(WHAT YOU NEED TO DO): Report every line in the records below that contains the word "positive".
*** Opening DATASET EXCERPTS ***
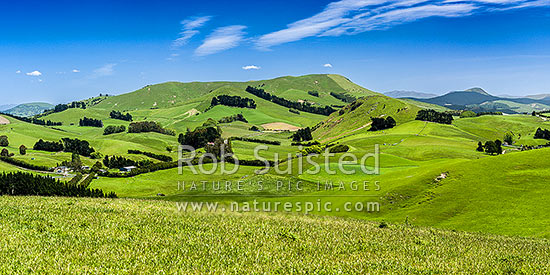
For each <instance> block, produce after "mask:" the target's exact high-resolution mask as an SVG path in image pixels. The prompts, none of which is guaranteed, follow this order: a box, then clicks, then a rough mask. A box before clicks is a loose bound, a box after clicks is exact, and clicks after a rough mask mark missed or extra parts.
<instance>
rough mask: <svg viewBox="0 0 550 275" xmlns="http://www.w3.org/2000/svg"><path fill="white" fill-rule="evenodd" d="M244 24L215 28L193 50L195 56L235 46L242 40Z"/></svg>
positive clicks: (244, 26) (219, 50)
mask: <svg viewBox="0 0 550 275" xmlns="http://www.w3.org/2000/svg"><path fill="white" fill-rule="evenodd" d="M244 29H246V26H241V25H233V26H226V27H221V28H217V29H215V30H214V31H213V32H212V33H211V34H210V35H209V36H208V37H206V39H205V40H204V41H203V43H202V45H200V46H199V47H198V48H197V49H196V50H195V55H196V56H205V55H210V54H214V53H218V52H221V51H225V50H228V49H231V48H234V47H237V46H238V45H239V43H241V42H242V40H244V35H245V32H244Z"/></svg>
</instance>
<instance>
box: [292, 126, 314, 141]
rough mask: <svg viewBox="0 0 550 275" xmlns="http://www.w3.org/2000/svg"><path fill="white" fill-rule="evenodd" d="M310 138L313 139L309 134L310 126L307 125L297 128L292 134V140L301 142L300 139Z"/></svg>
mask: <svg viewBox="0 0 550 275" xmlns="http://www.w3.org/2000/svg"><path fill="white" fill-rule="evenodd" d="M312 139H313V136H312V135H311V128H309V127H306V128H303V129H299V130H298V131H297V132H296V133H294V134H293V135H292V141H294V142H302V141H308V140H312Z"/></svg>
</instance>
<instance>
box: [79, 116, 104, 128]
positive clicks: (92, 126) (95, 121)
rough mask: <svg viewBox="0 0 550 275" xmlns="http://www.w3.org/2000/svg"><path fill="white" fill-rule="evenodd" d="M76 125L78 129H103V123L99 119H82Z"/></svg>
mask: <svg viewBox="0 0 550 275" xmlns="http://www.w3.org/2000/svg"><path fill="white" fill-rule="evenodd" d="M78 125H80V127H84V126H90V127H98V128H101V127H103V121H101V120H100V119H94V118H87V117H83V118H81V119H80V122H79V123H78Z"/></svg>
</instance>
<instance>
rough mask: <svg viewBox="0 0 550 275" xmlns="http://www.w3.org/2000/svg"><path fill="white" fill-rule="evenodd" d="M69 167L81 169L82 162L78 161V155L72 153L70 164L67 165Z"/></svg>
mask: <svg viewBox="0 0 550 275" xmlns="http://www.w3.org/2000/svg"><path fill="white" fill-rule="evenodd" d="M69 167H71V168H75V169H80V167H82V161H81V160H80V155H79V154H77V153H73V154H72V155H71V163H70V164H69Z"/></svg>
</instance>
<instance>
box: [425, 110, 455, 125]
mask: <svg viewBox="0 0 550 275" xmlns="http://www.w3.org/2000/svg"><path fill="white" fill-rule="evenodd" d="M416 120H422V121H430V122H436V123H441V124H451V123H453V115H452V114H449V113H444V112H438V111H435V110H431V109H430V110H420V111H418V114H417V115H416Z"/></svg>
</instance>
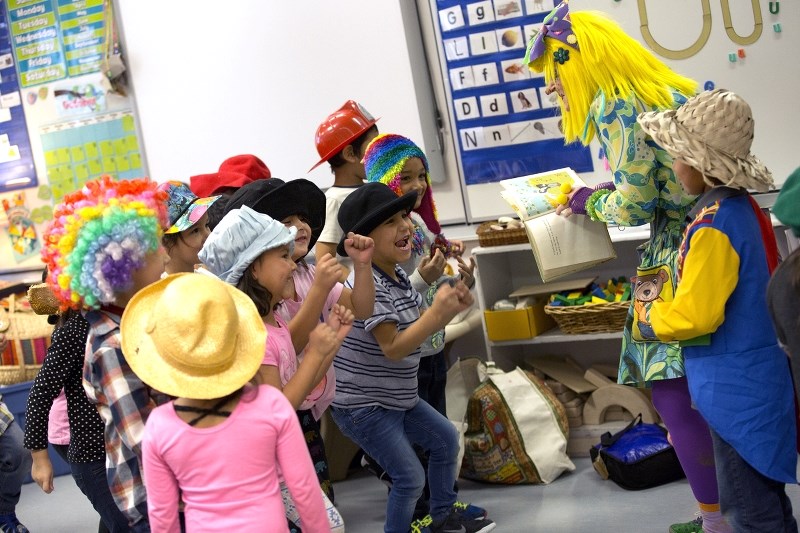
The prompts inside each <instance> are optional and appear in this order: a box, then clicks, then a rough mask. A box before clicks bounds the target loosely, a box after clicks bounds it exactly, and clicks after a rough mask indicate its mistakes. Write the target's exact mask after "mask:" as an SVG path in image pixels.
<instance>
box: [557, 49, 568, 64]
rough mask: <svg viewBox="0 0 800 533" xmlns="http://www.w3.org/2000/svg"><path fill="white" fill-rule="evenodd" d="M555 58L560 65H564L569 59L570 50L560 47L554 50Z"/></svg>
mask: <svg viewBox="0 0 800 533" xmlns="http://www.w3.org/2000/svg"><path fill="white" fill-rule="evenodd" d="M553 59H555V60H556V61H557V62H558V64H559V65H563V64H564V63H566V62H567V61H569V50H567V49H566V48H559V49H558V50H556V51H555V52H553Z"/></svg>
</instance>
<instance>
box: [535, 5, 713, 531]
mask: <svg viewBox="0 0 800 533" xmlns="http://www.w3.org/2000/svg"><path fill="white" fill-rule="evenodd" d="M570 5H571V4H570V3H569V2H568V1H567V0H564V1H562V2H560V3H559V4H558V5H557V6H556V7H555V9H553V11H551V12H550V13H549V14H548V15H547V16H546V17H545V18H544V20H543V21H542V26H541V28H540V29H539V31H538V32H536V34H535V35H533V36H532V37H531V40H530V42H529V44H528V48H527V53H526V56H525V61H526V62H527V63H528V67H529V68H530V69H531V70H533V71H535V72H541V73H543V74H544V79H545V83H546V84H547V87H546V89H545V92H546V93H547V94H553V93H554V94H556V95H557V96H558V98H557V101H558V105H559V108H560V109H561V115H562V117H563V130H564V139H565V141H566V142H568V143H569V142H573V141H579V142H581V143H582V144H584V145H589V144H590V143H591V141H592V140H593V139H594V138H595V137H596V138H597V140H598V141H599V142H600V145H601V146H602V147H603V150H604V153H605V154H606V155H607V156H608V157H607V162H608V168H609V170H610V171H611V172H610V176H609V178H610V180H609V181H607V182H604V183H600V184H597V185H596V186H595V187H593V188H590V187H579V188H577V190H574V191H573V192H572V193H570V199H569V204H568V206H565V207H562V206H559V207H558V209H557V210H556V211H557V212H559V213H560V214H562V215H567V214H569V213H574V214H578V215H581V214H585V215H586V216H589V217H590V218H592V219H593V220H597V221H600V222H604V223H606V224H608V223H613V224H616V225H618V226H641V225H644V224H649V226H650V238H649V239H648V240H647V242H645V243H644V244H643V246H642V250H641V254H640V263H639V265H638V268H637V274H638V276H641V277H640V279H645V278H646V277H648V276H651V275H654V274H655V275H657V276H662V277H664V276H666V277H665V278H664V279H668V280H669V283H665V284H663V286H662V287H664V289H663V291H664V292H665V293H671V292H672V290H673V289H674V283H675V279H676V274H677V272H676V270H677V269H676V262H677V261H676V260H677V256H678V248H679V247H680V244H681V240H682V237H683V230H684V227H685V226H686V215H687V213H688V212H689V210H690V209H691V207H692V204H693V203H694V200H695V197H694V196H689V195H687V194H685V193H684V192H683V190H682V189H681V186H680V184H679V183H678V180H677V178H676V177H675V174H674V173H673V171H672V165H671V164H670V162H671V161H670V158H669V156H668V154H667V153H666V151H665V150H664V149H663V148H661V147H659V146H657V145H655V144H654V143H653V142H652V140H651V139H650V138H649V137H648V136H647V135H646V134H645V133H644V131H643V130H642V128H641V127H640V126H639V124H638V123H637V122H636V117H637V116H638V115H639V114H640V113H642V112H647V111H663V110H666V109H674V108H676V107H678V106H679V105H681V104H682V103H684V102H685V101H686V100H687V99H688V98H689V97H690V96H692V95H693V94H695V92H696V91H697V82H696V81H694V80H692V79H690V78H687V77H685V76H682V75H680V73H678V72H676V71H674V70H672V69H671V68H670V67H669V66H668V65H666V64H665V63H664V62H663V61H661V60H660V59H659V58H658V57H656V56H655V55H653V53H652V52H651V51H650V50H648V49H647V48H645V47H644V46H642V44H641V43H640V42H639V41H637V40H636V39H635V38H633V37H632V36H630V35H628V34H627V33H625V31H624V30H623V29H622V27H620V25H619V24H617V23H616V22H615V21H614V20H612V19H611V18H610V17H609V16H608V15H605V14H603V13H600V12H597V11H587V10H578V11H571V10H570ZM661 296H662V297H663V296H666V294H664V295H661ZM650 306H651V304H650V303H649V302H644V301H642V300H635V301H633V302H631V306H630V308H629V311H628V317H627V318H626V321H625V328H624V329H623V332H622V346H621V352H622V353H621V354H620V358H619V373H618V379H617V381H619V383H621V384H623V385H631V386H636V387H642V386H645V387H648V388H650V389H651V390H652V392H653V405H654V406H655V407H656V410H658V413H659V415H660V416H661V418H662V420H663V421H664V424H665V425H666V426H667V429H668V430H669V432H670V435H671V436H672V444H673V446H674V447H675V452H676V453H677V455H678V458H679V459H680V462H681V466H682V467H683V470H684V472H686V478H687V480H688V481H689V487H690V488H691V490H692V493H693V494H694V496H695V498H696V499H697V502H698V504H699V506H700V510H701V513H702V519H703V520H704V524H703V525H704V527H705V528H706V529H707V530H708V531H712V530H714V529H715V528H717V527H724V524H721V522H723V518H722V515H721V513H720V511H719V504H718V502H719V497H718V495H717V493H718V491H717V486H716V472H715V470H714V465H713V463H712V461H711V457H712V455H713V452H712V443H711V438H710V437H709V433H708V427H707V425H706V422H705V420H703V417H701V416H700V415H699V414H698V413H697V411H696V410H695V409H692V406H691V400H690V397H689V390H688V387H687V384H686V377H685V374H684V366H683V354H682V349H681V347H680V345H679V344H678V343H675V342H670V343H664V342H660V341H658V340H657V339H653V338H652V336H651V335H648V334H647V332H646V331H645V334H642V329H641V328H639V323H640V322H645V323H646V322H647V311H648V309H649V308H650ZM640 319H643V320H640ZM646 329H647V328H645V330H646ZM696 528H697V524H692V523H689V524H675V525H673V526H671V527H670V528H669V529H670V530H674V531H686V530H689V531H692V530H696Z"/></svg>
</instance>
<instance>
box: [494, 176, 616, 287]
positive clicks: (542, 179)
mask: <svg viewBox="0 0 800 533" xmlns="http://www.w3.org/2000/svg"><path fill="white" fill-rule="evenodd" d="M564 183H568V184H570V185H571V186H572V188H579V187H586V184H585V183H584V182H583V181H582V180H581V179H580V178H579V177H578V175H577V174H576V173H575V172H574V171H573V170H572V169H570V168H561V169H558V170H553V171H550V172H542V173H539V174H532V175H530V176H522V177H519V178H512V179H509V180H504V181H501V182H500V185H502V187H503V191H502V192H501V193H500V194H501V196H502V197H503V198H504V199H505V200H506V201H507V202H508V203H509V204H510V205H511V207H512V208H513V209H514V211H515V212H516V213H517V215H518V216H519V218H520V219H521V220H522V221H523V223H524V224H525V231H526V233H527V234H528V240H529V241H530V244H531V249H532V250H533V256H534V258H535V259H536V265H537V267H538V268H539V274H540V275H541V277H542V281H543V282H545V283H547V282H548V281H550V280H553V279H556V278H560V277H562V276H566V275H567V274H572V273H573V272H579V271H581V270H585V269H587V268H591V267H593V266H594V265H597V264H600V263H603V262H605V261H609V260H611V259H614V258H616V257H617V254H616V252H615V251H614V246H613V245H612V244H611V237H610V236H609V234H608V228H607V227H606V225H605V224H603V223H602V222H595V221H593V220H591V219H590V218H589V217H587V216H582V215H573V216H570V217H568V218H565V217H563V216H561V215H557V214H556V213H555V209H556V205H558V203H559V202H558V200H563V197H561V198H559V197H558V195H559V193H561V194H565V193H564V192H563V191H564V190H565V189H566V187H565V188H564V189H562V188H561V186H562V184H564ZM554 199H555V200H554Z"/></svg>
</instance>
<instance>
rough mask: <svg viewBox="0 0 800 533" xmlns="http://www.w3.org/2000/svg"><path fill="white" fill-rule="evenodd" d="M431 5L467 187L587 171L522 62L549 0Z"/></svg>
mask: <svg viewBox="0 0 800 533" xmlns="http://www.w3.org/2000/svg"><path fill="white" fill-rule="evenodd" d="M436 7H437V10H438V13H437V15H438V16H437V22H438V24H439V34H440V36H441V37H440V42H439V43H438V44H439V46H440V53H441V54H442V55H443V56H444V58H445V61H446V68H447V78H448V79H449V82H450V83H449V85H448V89H449V90H448V103H449V106H450V109H451V113H452V115H453V116H454V117H455V133H456V135H457V136H458V139H457V146H458V156H459V159H460V162H461V169H462V173H463V180H464V183H465V184H466V185H476V184H480V183H488V182H496V181H500V180H504V179H508V178H512V177H516V176H524V175H526V174H534V173H538V172H544V171H547V170H551V169H554V168H562V167H571V168H573V169H574V170H576V171H577V172H590V171H592V170H593V169H594V168H593V164H592V157H591V154H590V152H589V149H588V148H586V147H584V146H581V145H579V144H570V145H566V146H565V145H564V142H563V133H562V132H561V118H560V112H559V109H558V105H557V103H556V100H555V98H554V97H551V96H548V95H545V92H544V75H543V74H541V75H535V74H533V73H531V72H530V70H529V69H528V67H527V65H525V64H524V62H523V60H522V58H523V56H524V55H525V47H526V45H527V43H528V40H529V39H530V37H531V35H533V34H534V33H536V31H538V29H539V28H540V26H541V23H542V19H543V18H544V17H545V16H546V15H547V13H549V12H550V10H552V9H553V0H507V1H505V0H495V1H494V2H493V1H492V0H482V1H477V2H476V1H474V0H445V1H439V2H437V3H436ZM552 96H555V95H552Z"/></svg>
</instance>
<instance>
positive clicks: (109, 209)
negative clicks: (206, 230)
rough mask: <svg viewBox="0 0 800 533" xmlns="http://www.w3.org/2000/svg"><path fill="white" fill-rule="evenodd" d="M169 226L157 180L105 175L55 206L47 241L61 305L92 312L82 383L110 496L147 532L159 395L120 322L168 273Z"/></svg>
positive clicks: (89, 315)
mask: <svg viewBox="0 0 800 533" xmlns="http://www.w3.org/2000/svg"><path fill="white" fill-rule="evenodd" d="M166 224H167V209H166V194H165V193H164V192H163V191H159V190H158V189H157V185H156V183H155V182H152V181H150V180H148V179H135V180H123V181H115V180H113V179H112V178H111V177H109V176H103V177H102V178H100V179H99V180H95V181H90V182H87V183H86V185H84V186H83V188H82V189H81V190H79V191H77V192H74V193H72V194H69V195H67V196H66V197H65V198H64V200H63V202H62V203H61V204H59V205H57V206H56V208H55V213H54V216H53V220H52V221H51V222H50V224H49V226H48V227H47V229H46V230H45V234H44V238H43V241H44V243H45V247H44V249H43V250H42V259H43V260H44V262H45V264H46V265H47V269H48V272H49V273H48V278H47V282H48V284H49V285H50V288H51V290H52V291H53V293H54V294H55V296H56V297H57V298H58V299H59V300H60V302H61V305H62V308H63V309H66V308H73V309H80V308H85V309H88V310H89V312H88V313H87V314H86V321H87V322H89V328H90V329H89V336H88V339H87V349H86V361H85V363H84V366H83V386H84V389H85V391H86V396H87V397H88V398H89V400H90V401H91V402H92V403H95V404H97V409H98V411H99V412H100V417H101V418H102V419H103V422H104V424H105V444H106V468H107V471H108V472H107V476H108V483H109V486H110V488H111V494H112V496H113V497H114V500H115V501H116V503H117V507H119V509H120V510H121V511H122V513H123V514H124V515H125V516H126V518H127V520H128V525H129V526H130V530H131V531H134V532H139V531H149V530H150V528H149V525H148V522H147V498H146V495H145V490H144V484H143V483H142V468H141V440H142V435H143V433H144V422H145V420H146V419H147V415H149V414H150V411H151V410H152V409H153V407H155V405H156V401H157V400H159V401H160V400H162V398H160V397H158V396H157V395H156V394H155V392H154V391H152V390H151V389H150V388H149V387H147V386H146V385H145V384H144V383H142V381H141V380H140V379H139V378H138V377H137V376H136V374H134V373H133V372H132V371H131V369H130V367H129V366H128V363H127V361H126V360H125V357H124V355H123V354H122V350H121V349H120V333H119V321H120V317H121V316H122V311H123V310H124V308H125V305H126V304H127V303H128V301H129V300H130V298H131V297H132V296H133V295H134V294H135V293H136V292H137V291H139V290H140V289H142V288H143V287H146V286H147V285H149V284H150V283H153V282H154V281H157V280H158V279H159V278H160V277H161V274H162V273H163V272H164V266H165V265H166V262H167V261H168V260H169V257H168V256H167V255H166V253H165V252H164V249H163V247H162V246H161V236H162V227H164V226H166Z"/></svg>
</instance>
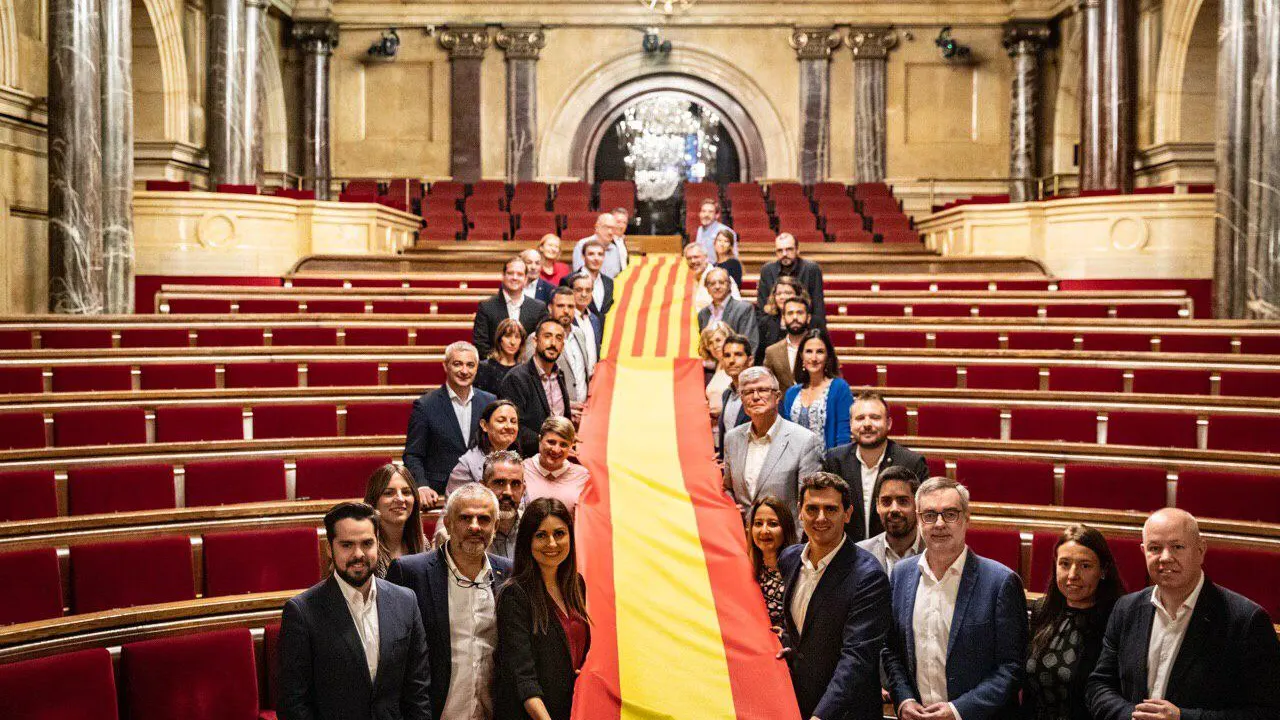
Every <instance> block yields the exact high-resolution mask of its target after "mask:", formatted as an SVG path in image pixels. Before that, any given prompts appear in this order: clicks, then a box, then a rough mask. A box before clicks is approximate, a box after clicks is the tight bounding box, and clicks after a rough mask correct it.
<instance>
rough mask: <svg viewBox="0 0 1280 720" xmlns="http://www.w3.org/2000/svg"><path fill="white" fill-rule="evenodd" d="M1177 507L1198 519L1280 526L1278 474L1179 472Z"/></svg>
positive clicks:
*** Closing DATASET EXCERPTS ***
(PROBLEM SOLUTION):
positive clicks: (244, 26) (219, 50)
positive clicks: (92, 126) (95, 121)
positive clicks: (542, 179)
positive clicks: (109, 209)
positive clicks: (89, 315)
positive clicks:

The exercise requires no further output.